▶ _Given records_:
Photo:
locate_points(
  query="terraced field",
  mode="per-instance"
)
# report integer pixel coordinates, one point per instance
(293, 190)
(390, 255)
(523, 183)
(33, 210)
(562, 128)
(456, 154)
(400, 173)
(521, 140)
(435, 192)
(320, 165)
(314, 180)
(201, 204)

▶ _Short task_:
Copy out all the records above, word for word, without changing anything.

▶ _Complete answer_:
Photo:
locate_points(
  query="terraced field",
  mode="per-instance"
)
# report integer pixel coordinates, one point per instance
(293, 190)
(390, 255)
(523, 183)
(33, 210)
(562, 128)
(456, 154)
(400, 173)
(521, 140)
(435, 192)
(320, 165)
(314, 180)
(201, 204)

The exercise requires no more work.